■ **STATED TASK**
Write out every entry word for word.
---
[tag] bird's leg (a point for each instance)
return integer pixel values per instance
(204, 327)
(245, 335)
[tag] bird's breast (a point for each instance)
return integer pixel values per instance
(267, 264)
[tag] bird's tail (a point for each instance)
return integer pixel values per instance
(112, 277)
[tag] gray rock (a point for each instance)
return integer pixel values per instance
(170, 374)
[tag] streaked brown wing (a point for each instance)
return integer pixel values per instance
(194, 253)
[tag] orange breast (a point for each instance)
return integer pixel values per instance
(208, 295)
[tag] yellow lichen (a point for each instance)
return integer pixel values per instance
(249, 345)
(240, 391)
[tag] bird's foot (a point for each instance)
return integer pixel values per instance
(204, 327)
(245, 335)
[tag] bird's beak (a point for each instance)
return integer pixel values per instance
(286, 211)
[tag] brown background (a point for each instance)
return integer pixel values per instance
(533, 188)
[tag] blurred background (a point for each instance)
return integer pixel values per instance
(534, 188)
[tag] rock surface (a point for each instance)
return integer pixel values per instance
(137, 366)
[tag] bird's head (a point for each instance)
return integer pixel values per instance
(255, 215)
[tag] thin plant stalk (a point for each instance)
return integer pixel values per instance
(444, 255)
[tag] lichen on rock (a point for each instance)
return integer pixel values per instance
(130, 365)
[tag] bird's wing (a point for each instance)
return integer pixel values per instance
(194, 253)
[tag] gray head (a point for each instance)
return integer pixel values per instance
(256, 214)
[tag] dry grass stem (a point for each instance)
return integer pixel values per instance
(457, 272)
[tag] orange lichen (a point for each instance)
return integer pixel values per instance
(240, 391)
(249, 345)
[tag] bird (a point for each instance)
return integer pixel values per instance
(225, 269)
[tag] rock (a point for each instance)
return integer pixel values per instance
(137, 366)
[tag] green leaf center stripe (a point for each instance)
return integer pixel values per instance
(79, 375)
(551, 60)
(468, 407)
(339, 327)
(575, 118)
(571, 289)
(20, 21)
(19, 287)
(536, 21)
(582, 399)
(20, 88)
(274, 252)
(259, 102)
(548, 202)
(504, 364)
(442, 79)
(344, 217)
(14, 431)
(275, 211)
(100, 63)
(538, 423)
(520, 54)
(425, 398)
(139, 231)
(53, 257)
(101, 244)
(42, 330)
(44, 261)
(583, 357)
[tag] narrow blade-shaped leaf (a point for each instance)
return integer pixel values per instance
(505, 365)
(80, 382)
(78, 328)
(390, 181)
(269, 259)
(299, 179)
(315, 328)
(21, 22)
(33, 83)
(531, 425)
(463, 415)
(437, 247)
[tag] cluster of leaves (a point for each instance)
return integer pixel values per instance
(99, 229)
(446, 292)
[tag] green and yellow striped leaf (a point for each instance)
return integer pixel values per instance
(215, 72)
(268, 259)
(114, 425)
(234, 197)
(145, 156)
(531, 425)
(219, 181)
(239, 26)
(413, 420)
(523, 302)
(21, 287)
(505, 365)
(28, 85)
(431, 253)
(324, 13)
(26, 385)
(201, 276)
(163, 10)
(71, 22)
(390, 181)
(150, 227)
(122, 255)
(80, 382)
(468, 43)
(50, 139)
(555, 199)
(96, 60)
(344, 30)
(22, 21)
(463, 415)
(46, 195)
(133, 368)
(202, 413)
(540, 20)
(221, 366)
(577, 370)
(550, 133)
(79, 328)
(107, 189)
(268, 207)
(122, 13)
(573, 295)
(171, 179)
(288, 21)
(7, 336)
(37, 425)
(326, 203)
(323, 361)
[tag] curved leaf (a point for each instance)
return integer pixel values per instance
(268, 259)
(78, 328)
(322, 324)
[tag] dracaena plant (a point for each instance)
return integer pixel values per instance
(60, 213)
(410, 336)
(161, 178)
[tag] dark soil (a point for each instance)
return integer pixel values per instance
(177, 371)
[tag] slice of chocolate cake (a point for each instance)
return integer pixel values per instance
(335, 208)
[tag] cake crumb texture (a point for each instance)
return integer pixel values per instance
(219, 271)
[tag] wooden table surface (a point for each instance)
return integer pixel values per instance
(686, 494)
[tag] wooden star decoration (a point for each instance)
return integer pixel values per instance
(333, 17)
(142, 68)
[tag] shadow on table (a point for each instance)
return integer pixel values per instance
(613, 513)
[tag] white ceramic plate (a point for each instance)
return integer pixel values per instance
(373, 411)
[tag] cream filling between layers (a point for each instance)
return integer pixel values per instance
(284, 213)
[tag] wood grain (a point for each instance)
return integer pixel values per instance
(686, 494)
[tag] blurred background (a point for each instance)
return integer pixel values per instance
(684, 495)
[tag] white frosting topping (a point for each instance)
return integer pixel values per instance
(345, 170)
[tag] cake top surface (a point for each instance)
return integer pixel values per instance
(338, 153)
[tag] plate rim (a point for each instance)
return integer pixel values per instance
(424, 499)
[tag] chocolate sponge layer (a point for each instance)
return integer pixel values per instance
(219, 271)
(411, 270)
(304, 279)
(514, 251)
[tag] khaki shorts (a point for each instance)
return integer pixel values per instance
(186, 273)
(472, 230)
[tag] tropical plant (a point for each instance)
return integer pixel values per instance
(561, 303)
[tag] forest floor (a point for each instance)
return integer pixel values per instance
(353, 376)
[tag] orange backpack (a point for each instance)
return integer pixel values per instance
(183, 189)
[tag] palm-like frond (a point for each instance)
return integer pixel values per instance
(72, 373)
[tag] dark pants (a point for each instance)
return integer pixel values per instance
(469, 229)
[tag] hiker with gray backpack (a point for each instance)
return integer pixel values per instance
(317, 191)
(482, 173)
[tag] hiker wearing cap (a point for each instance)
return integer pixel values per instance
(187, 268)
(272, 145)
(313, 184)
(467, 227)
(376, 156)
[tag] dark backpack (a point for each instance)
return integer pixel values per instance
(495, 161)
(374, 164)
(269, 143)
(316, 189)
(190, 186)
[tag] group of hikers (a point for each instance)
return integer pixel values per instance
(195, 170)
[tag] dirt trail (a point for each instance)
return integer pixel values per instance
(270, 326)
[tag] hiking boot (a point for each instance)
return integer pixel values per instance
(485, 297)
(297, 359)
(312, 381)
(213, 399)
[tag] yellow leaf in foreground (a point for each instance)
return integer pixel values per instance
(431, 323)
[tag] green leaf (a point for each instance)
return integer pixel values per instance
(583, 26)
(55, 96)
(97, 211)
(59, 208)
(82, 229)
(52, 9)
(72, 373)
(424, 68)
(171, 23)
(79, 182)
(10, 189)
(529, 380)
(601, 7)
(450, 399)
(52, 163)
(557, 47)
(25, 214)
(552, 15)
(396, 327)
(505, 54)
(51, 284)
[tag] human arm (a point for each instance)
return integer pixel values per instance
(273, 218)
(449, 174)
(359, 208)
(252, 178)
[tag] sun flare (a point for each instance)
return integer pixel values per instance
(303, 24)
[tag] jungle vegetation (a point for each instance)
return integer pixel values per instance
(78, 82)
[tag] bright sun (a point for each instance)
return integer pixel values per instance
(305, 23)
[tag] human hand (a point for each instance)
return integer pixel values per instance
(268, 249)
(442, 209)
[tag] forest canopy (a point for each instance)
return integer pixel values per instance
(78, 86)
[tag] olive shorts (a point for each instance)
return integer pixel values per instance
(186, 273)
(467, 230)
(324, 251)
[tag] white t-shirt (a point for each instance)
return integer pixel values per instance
---
■ **ANSWER FOR THE TASK**
[tag] bird's leg (a point for each instance)
return integer pixel values per instance
(204, 327)
(245, 335)
[tag] bird's breast (a point for each instance)
return integer pixel values per instance
(267, 264)
[tag] bird's tail (a point for each instance)
return integer pixel values per instance
(112, 277)
[tag] gray rock (a point for each instance)
return integer pixel values per instance
(170, 374)
[tag] streaked brown wing (a point for each instance)
return integer pixel values per instance
(194, 253)
[tag] orange breast (a point for each instance)
return integer pixel values per instance
(208, 295)
[tag] yellow lichen (a point for each instance)
return integer pixel values per instance
(249, 345)
(240, 391)
[tag] bird's foot (a point for each instance)
return integer pixel values per instance
(204, 327)
(245, 335)
[tag] bird's beak (a point for each instance)
return integer pixel values per instance
(286, 211)
[tag] brown background (a point for each instance)
return integer pixel values per instance
(533, 188)
[tag] blurred background (a point for each instance)
return integer pixel values per instance
(534, 188)
[tag] rock surface (a point for each instance)
return integer pixel values per instance
(137, 366)
[tag] bird's head (a point for each instance)
return integer pixel values per instance
(255, 215)
[tag] thin plant stalk (a point for each instance)
return integer pixel values per instance
(444, 255)
[tag] lichen on rock (a point for each instance)
return integer pixel values per instance
(130, 365)
[tag] bird's wing (a point for each instance)
return integer pixel values per instance
(194, 253)
[tag] gray head (a point for each instance)
return integer pixel values per instance
(256, 214)
[tag] dry grass stem (a point for each instance)
return integer pixel values per instance
(457, 272)
[tag] orange lichen (a point for each instance)
return integer pixel values per instance
(240, 391)
(249, 345)
[tag] bird (a point for each instance)
return integer pixel values per instance
(225, 269)
[tag] rock (a point for each instance)
return integer pixel values per instance
(137, 366)
[tag] green leaf center stripe (a point for each instance)
return integer pixel values per instance
(79, 375)
(551, 60)
(468, 407)
(339, 327)
(575, 118)
(571, 289)
(20, 21)
(19, 287)
(536, 21)
(582, 399)
(20, 88)
(274, 252)
(259, 102)
(548, 202)
(504, 364)
(442, 79)
(344, 217)
(14, 431)
(275, 211)
(100, 63)
(538, 423)
(520, 54)
(425, 398)
(139, 231)
(53, 257)
(101, 244)
(42, 330)
(44, 261)
(583, 357)
[tag] narrow blade-shaped leaf (a point for each instance)
return integer pixel values per instance
(505, 365)
(80, 382)
(78, 328)
(390, 181)
(269, 259)
(299, 179)
(315, 328)
(21, 22)
(33, 83)
(531, 425)
(463, 415)
(437, 247)
[tag] cluster of leaves (a point for each instance)
return integer pixel values per instance
(99, 229)
(446, 292)
[tag] green and yellow striped leaf (a point for each instance)
return integer pixel values per instance
(215, 72)
(268, 259)
(114, 425)
(234, 197)
(145, 156)
(531, 425)
(219, 181)
(239, 26)
(413, 420)
(523, 302)
(21, 287)
(505, 365)
(28, 85)
(431, 253)
(324, 13)
(26, 385)
(201, 276)
(163, 10)
(71, 22)
(390, 181)
(150, 227)
(122, 255)
(80, 382)
(468, 43)
(50, 139)
(555, 199)
(96, 60)
(344, 30)
(22, 21)
(463, 415)
(46, 195)
(133, 368)
(202, 413)
(540, 20)
(221, 366)
(577, 370)
(550, 133)
(79, 328)
(107, 189)
(268, 207)
(122, 13)
(573, 295)
(171, 179)
(288, 21)
(7, 336)
(37, 425)
(326, 203)
(323, 361)
[tag] curved leaf (a point for each instance)
return integer pixel values per instance
(268, 259)
(78, 328)
(322, 324)
[tag] dracaena plant (a point for each instance)
return integer pixel values per instance
(60, 213)
(410, 336)
(161, 178)
[tag] dark soil (a point for each instance)
return integer pixel values per instance
(177, 371)
[tag] slice of chocolate cake (a point for each instance)
return integer pixel values per instance
(335, 208)
[tag] cake crumb texture (a point for each instance)
return integer pixel values per instance
(219, 271)
[tag] wooden table surface (a point for each instance)
return integer pixel values per instance
(686, 494)
[tag] wooden star decoration (a point for each instance)
return integer pixel values per instance
(333, 17)
(142, 68)
[tag] shadow on table (a point for each instance)
return integer pixel values per instance
(613, 513)
[tag] white ceramic plate (a point for each instance)
return integer pixel values per instance
(373, 411)
[tag] cream filling between layers (a point for each instance)
return integer pixel values per instance
(284, 213)
[tag] wood grain (a point for each instance)
return integer pixel values per instance
(686, 494)
[tag] blurred background (a point for each instance)
return integer pixel values per instance
(684, 495)
[tag] white frosting topping (a point for each instance)
return integer pixel values per instance
(345, 170)
[tag] cake top surface (a point for each instance)
return integer pixel values per instance
(338, 153)
[tag] plate rim (a point for each instance)
return integer pixel values per instance
(424, 499)
[tag] chocolate sponge layer (a point for each instance)
return integer pixel values per instance
(219, 271)
(411, 270)
(304, 279)
(514, 251)
[tag] khaki shorts (a point for each instance)
return integer pixel values per instance
(186, 273)
(472, 230)
[tag] tropical plant (a point for each instance)
return integer pixel values per instance
(561, 303)
[tag] forest floor (a point for each instance)
return integer pixel values per instance
(353, 376)
[tag] orange backpack (a point for each instance)
return integer pixel values per instance
(183, 189)
[tag] palm-like frond (a point for each instance)
return integer pixel values per instance
(72, 373)
[tag] dark pants (a point for each instance)
return integer pixel values per instance
(469, 229)
[tag] hiker with gray backpack (a point for each instance)
return integer pixel values per instance
(317, 191)
(482, 173)
[tag] hiker wearing cap (a point for each instance)
return integer pixel values per instance
(187, 268)
(272, 145)
(313, 184)
(467, 227)
(376, 156)
[tag] dark backpack (a point for each instance)
return integer pixel values per instance
(495, 161)
(374, 164)
(269, 143)
(316, 189)
(190, 186)
[tag] group of hikers (a point for each instance)
return integer pixel values per instance
(195, 170)
[tag] dirt trail (a point for each instance)
return integer pixel values per instance
(270, 326)
[tag] hiking boot (a point for each instance)
return integer pixel values per instance
(485, 297)
(297, 359)
(312, 381)
(213, 399)
[tag] yellow leaf in foreground (a point for each instance)
return integer pixel values per instance
(431, 323)
[tag] green leaf (a point for each instance)
return integer pixel values per instance
(583, 26)
(55, 96)
(97, 211)
(59, 208)
(82, 229)
(52, 9)
(72, 373)
(424, 68)
(171, 23)
(79, 182)
(10, 189)
(529, 380)
(601, 7)
(450, 399)
(52, 163)
(557, 47)
(25, 214)
(552, 15)
(396, 327)
(505, 54)
(51, 284)
[tag] human arm (a point for each instance)
return integer pixel values per instance
(273, 218)
(449, 174)
(359, 208)
(252, 178)
[tag] sun flare (a point for each instance)
return integer pixel values per instance
(303, 24)
[tag] jungle vegetation (a point for each instance)
return integer pixel values per instance
(78, 82)
[tag] bright sun (a point for each instance)
return integer pixel values per instance
(305, 23)
[tag] human hand (a point for each instance)
return integer pixel values per instance
(268, 249)
(442, 209)
[tag] forest canopy (a point for each instance)
return integer pixel values per instance
(78, 86)
[tag] olive shorts (a point for each instance)
return integer pixel values per instance
(186, 273)
(467, 230)
(324, 251)
[tag] white t-shirt (a point for each instance)
return integer pixel values per instance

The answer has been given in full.